======== Text provided
[proofplan]
By [Componentwise Differentiability](/theorems/324), it suffices to prove the result for scalar-valued [functions](/page/Function) $f: U \to \mathbb{R}$. We decompose the increment $f(a + h) - f(a)$ by varying one coordinate at a time (telescoping along coordinate axes), apply the one-dimensional [Mean Value Theorem](/theorems/186) to each single-variable increment, and use the [continuity](/page/Continuity) of the partial derivatives at $a$ to show the resulting error vanishes.
[/proofplan]
[step:Reduce to the scalar case and decompose the increment along coordinate axes]
By [Componentwise Differentiability](/theorems/324), it suffices to treat $f: U \to \mathbb{R}$. We present the argument for $m = 2$; the general case follows by the same telescoping with $m$ terms.
================
- Given instruction A
Answer these questions about the proof sketch, one per line:
(i) Which one-dimensional theorem is applied to each single-variable increment?
(ii) For what value of $m$ is the argument presented?
(iii) What property of the partial derivatives at $a$ is used to show that the resulting error vanishes?
======== Input records
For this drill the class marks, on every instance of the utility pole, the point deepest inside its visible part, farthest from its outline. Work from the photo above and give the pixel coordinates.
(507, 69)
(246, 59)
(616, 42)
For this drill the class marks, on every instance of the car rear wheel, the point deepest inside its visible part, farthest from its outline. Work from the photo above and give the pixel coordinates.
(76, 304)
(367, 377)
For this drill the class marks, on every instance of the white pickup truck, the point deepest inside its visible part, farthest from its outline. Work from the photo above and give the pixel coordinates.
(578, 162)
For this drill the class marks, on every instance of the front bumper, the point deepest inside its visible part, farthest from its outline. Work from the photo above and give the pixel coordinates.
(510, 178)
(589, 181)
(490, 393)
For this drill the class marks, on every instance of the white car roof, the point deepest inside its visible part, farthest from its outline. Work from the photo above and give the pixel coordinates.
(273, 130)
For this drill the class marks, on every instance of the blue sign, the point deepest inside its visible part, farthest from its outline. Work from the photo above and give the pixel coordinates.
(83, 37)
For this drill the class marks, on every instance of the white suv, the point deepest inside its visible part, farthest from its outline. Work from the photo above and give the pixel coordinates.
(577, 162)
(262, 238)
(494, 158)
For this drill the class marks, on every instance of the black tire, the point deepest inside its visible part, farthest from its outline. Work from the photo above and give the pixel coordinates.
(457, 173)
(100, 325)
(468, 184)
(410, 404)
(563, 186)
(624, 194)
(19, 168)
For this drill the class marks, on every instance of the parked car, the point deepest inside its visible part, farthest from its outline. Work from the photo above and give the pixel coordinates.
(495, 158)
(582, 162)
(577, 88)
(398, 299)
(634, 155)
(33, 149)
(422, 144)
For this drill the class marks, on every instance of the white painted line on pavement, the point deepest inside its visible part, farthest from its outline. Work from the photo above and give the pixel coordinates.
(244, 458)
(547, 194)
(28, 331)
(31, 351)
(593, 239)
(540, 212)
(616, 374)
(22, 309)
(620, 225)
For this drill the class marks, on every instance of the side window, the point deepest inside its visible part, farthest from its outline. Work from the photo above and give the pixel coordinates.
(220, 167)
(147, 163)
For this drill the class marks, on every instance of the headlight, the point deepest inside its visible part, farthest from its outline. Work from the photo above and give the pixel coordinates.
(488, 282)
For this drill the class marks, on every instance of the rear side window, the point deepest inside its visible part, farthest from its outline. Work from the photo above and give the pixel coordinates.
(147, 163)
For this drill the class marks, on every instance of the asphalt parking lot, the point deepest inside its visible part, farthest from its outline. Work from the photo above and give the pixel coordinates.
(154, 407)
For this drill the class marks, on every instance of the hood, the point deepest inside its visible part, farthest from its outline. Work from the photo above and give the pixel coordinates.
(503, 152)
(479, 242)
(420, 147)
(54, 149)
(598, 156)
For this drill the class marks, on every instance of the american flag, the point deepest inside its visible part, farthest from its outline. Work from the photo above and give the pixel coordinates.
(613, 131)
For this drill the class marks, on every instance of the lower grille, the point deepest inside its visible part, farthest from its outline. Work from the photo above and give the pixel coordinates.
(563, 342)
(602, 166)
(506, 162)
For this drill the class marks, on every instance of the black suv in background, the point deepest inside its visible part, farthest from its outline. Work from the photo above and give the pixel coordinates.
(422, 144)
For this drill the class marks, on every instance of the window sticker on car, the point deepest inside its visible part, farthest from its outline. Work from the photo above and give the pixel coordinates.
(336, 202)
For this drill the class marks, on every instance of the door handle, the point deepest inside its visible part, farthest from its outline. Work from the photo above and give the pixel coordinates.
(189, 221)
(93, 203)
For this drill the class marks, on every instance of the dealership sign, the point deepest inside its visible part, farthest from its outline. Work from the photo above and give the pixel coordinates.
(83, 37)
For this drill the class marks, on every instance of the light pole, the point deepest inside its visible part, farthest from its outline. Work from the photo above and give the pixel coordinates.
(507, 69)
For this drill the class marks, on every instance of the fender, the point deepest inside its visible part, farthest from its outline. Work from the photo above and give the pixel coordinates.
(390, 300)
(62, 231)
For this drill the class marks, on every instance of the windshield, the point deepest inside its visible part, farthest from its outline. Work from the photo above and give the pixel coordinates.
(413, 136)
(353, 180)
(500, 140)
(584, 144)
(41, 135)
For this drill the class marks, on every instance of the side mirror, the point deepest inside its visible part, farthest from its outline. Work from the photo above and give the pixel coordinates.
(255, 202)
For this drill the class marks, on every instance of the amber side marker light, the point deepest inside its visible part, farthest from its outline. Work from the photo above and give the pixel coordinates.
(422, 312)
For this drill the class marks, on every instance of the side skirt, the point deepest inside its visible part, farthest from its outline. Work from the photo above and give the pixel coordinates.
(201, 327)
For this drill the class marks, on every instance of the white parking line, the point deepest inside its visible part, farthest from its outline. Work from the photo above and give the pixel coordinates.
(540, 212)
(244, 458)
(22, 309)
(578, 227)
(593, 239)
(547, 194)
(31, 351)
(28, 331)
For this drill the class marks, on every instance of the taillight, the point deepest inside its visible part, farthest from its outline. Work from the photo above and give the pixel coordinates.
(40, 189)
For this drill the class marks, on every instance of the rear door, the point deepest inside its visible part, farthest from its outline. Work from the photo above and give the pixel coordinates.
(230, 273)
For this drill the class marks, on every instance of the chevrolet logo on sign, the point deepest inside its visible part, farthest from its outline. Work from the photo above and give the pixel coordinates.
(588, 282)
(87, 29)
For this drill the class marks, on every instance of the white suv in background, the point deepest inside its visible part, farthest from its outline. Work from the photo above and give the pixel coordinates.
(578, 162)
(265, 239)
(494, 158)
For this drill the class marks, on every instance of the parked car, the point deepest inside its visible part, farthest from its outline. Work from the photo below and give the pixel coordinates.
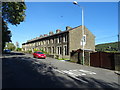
(7, 51)
(39, 54)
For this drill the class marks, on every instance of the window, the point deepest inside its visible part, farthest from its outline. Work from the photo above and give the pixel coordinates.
(60, 50)
(65, 38)
(59, 39)
(53, 50)
(48, 42)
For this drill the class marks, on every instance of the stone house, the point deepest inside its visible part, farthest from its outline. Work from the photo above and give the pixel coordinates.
(62, 42)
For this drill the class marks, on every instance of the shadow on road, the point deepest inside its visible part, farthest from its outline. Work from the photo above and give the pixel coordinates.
(13, 53)
(23, 72)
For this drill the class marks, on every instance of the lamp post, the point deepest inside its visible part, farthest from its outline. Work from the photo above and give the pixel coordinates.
(82, 28)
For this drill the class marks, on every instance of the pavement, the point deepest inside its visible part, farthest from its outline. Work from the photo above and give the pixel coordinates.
(25, 71)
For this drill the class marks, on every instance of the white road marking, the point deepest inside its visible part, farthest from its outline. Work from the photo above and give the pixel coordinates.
(87, 72)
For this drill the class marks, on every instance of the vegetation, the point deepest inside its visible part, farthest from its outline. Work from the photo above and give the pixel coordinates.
(13, 13)
(10, 46)
(107, 47)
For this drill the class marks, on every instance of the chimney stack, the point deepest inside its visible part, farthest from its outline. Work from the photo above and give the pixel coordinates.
(67, 28)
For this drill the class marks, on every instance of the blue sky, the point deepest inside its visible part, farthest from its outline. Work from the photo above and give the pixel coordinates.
(101, 18)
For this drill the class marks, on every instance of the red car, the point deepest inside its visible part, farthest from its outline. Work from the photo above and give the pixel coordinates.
(39, 54)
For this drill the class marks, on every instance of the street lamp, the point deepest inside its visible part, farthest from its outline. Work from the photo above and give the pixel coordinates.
(75, 2)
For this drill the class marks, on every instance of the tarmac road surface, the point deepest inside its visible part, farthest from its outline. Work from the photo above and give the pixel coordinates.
(23, 71)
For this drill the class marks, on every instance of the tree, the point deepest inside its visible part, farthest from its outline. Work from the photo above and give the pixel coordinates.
(10, 46)
(13, 13)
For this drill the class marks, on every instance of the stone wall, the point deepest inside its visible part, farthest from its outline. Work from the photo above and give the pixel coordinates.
(117, 61)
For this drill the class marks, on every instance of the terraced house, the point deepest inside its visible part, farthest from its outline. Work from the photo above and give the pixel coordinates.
(62, 42)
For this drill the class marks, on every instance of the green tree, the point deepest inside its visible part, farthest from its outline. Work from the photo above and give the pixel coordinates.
(13, 13)
(10, 46)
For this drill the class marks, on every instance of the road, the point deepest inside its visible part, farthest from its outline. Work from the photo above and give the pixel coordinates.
(23, 71)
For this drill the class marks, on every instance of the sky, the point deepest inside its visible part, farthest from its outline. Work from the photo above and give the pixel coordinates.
(101, 18)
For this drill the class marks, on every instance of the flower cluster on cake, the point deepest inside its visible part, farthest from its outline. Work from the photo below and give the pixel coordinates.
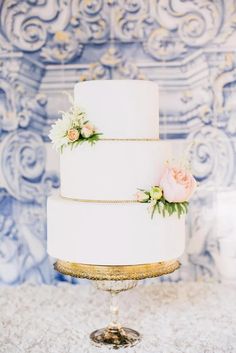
(171, 193)
(73, 128)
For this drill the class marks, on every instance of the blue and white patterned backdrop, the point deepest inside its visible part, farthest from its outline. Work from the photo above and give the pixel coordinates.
(187, 46)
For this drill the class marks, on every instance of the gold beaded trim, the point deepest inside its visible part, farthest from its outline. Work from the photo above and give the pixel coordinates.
(116, 272)
(100, 201)
(129, 139)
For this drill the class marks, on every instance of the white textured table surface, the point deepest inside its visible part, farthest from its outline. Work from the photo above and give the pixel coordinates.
(182, 317)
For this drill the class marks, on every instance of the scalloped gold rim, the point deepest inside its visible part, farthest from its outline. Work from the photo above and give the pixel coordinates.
(116, 273)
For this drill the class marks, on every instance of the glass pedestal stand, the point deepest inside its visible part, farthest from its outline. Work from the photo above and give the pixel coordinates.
(115, 335)
(115, 279)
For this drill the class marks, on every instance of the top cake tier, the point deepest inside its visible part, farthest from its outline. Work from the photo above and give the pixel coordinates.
(120, 108)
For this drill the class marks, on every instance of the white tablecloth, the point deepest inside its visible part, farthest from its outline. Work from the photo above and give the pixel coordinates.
(179, 317)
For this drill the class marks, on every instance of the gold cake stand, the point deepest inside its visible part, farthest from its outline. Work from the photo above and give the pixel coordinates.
(115, 279)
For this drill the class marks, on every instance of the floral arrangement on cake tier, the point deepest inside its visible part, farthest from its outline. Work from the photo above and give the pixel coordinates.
(73, 128)
(171, 194)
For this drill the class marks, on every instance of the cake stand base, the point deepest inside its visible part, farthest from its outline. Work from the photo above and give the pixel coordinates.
(115, 279)
(115, 337)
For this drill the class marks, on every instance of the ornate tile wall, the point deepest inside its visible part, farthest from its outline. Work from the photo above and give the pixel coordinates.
(187, 46)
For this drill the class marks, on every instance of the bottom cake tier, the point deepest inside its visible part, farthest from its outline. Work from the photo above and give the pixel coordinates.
(111, 234)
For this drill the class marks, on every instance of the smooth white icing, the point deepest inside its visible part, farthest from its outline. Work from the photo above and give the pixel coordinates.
(120, 108)
(111, 234)
(112, 169)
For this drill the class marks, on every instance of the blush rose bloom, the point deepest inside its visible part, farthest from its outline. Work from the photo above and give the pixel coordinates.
(177, 184)
(73, 135)
(141, 196)
(87, 130)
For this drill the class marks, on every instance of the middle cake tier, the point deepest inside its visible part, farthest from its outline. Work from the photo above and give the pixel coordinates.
(111, 169)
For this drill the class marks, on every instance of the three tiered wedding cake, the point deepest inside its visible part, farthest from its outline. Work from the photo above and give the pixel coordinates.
(101, 216)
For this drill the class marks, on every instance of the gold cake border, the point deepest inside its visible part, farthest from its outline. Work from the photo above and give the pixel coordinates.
(116, 272)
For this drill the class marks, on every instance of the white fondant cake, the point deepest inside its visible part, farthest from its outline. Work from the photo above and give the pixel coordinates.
(112, 234)
(121, 108)
(83, 226)
(112, 170)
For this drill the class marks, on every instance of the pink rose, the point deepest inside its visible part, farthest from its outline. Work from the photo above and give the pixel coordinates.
(87, 130)
(73, 135)
(142, 196)
(177, 184)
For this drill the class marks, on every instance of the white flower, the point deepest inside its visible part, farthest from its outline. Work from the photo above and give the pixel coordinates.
(78, 116)
(142, 196)
(59, 131)
(87, 130)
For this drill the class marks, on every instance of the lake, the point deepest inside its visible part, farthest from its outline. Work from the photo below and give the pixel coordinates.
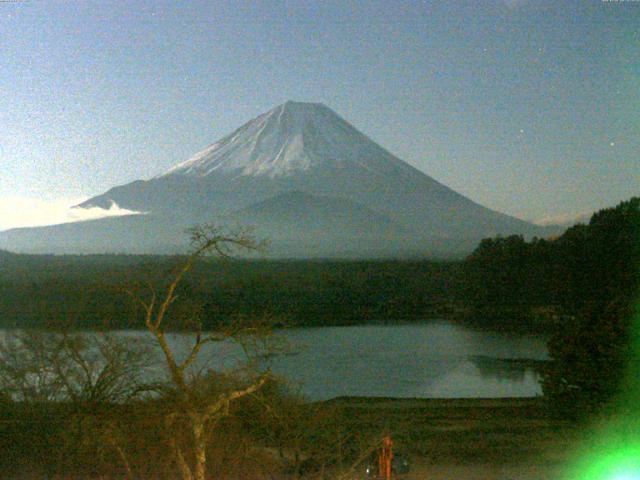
================
- Given instruction B
Count the lines of the records that contain the string "bumper", and reply with that number alone.

- Correct output A
(i) The Mean Value Theorem
(ii) $m = 2$
(iii) Their continuity

- Correct output B
1